___ Available data ___

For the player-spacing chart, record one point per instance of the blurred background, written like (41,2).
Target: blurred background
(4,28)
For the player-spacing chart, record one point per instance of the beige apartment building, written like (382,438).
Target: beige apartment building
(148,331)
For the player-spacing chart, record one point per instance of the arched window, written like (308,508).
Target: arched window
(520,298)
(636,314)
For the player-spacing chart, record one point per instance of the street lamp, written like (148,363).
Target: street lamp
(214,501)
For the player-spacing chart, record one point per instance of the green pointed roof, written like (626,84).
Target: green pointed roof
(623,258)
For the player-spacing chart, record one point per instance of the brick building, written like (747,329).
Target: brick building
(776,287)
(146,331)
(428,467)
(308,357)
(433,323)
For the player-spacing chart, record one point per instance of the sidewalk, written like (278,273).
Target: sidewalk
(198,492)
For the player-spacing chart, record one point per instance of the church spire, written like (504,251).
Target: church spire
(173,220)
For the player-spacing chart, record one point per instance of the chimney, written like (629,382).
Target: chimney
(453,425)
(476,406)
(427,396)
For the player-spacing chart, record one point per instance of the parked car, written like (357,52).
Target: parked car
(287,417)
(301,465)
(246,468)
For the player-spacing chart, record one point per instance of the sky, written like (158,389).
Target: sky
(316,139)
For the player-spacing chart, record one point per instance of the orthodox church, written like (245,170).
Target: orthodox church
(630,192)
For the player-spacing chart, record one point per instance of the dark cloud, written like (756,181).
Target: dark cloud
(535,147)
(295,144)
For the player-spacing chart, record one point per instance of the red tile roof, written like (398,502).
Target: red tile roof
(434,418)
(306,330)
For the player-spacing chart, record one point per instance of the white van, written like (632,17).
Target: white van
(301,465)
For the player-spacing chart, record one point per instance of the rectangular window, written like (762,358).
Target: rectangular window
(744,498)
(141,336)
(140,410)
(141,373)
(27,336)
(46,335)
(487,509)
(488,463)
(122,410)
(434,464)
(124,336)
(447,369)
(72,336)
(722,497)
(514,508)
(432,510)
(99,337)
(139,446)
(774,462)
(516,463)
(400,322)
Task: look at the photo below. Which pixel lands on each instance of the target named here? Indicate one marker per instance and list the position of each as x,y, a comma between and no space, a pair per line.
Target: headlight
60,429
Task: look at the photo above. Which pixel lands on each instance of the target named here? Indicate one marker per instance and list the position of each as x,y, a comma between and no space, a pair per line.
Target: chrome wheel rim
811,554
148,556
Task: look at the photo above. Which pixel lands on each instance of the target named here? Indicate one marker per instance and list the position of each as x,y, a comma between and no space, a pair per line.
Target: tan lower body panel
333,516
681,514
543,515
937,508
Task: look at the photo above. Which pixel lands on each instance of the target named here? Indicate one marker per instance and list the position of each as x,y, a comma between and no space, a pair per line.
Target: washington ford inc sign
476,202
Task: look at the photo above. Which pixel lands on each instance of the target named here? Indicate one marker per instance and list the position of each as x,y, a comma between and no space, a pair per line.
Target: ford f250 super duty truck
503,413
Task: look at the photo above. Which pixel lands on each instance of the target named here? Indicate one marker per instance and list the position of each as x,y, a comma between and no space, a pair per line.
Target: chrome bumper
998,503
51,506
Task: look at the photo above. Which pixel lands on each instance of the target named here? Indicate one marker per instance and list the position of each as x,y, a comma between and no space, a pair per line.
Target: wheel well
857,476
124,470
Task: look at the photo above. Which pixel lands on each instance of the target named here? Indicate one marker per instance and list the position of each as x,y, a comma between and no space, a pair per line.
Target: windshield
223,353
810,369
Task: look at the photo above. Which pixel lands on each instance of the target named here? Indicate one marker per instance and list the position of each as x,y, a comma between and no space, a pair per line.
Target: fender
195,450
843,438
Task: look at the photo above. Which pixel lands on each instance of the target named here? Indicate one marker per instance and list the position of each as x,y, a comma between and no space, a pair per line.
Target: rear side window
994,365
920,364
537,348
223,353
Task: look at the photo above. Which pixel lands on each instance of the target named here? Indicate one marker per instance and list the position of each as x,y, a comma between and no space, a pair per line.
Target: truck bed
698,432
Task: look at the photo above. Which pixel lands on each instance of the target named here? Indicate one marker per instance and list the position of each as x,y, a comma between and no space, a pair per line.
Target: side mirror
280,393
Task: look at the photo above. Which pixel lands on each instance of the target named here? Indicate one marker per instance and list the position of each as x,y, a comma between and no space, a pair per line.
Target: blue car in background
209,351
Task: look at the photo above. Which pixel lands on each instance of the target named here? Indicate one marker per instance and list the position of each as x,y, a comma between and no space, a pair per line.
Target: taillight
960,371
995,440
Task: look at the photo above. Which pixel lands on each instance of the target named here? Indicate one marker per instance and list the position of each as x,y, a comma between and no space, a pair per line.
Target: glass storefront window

___

• _To do_
All that is wanted is the stretch of lines above from the one containing "written like (626,84)." through the one containing "written like (357,52).", duplicated exactly.

• _Answer section_
For the player-spacing chart, record one point per instance of the green pointed roof, written like (626,84).
Target: green pointed roof
(623,258)
For the player-spacing chart, record one point per instance of the brick building, written like (747,329).
Target: brick building
(776,287)
(146,331)
(428,467)
(308,357)
(433,323)
For the player-spacing chart, record one point per instance of the sidewalk, written like (278,273).
Target: sidewalk
(198,492)
For the player-spacing chart, record one point per instance of the church spire, written like (504,251).
Target: church spire
(173,220)
For the player-spacing chart, record one point per instance of the chimney, written like (629,382).
Target: chimney
(453,425)
(476,406)
(427,396)
For the player-spacing chart, record one point per instance of the parked car, written like (357,52).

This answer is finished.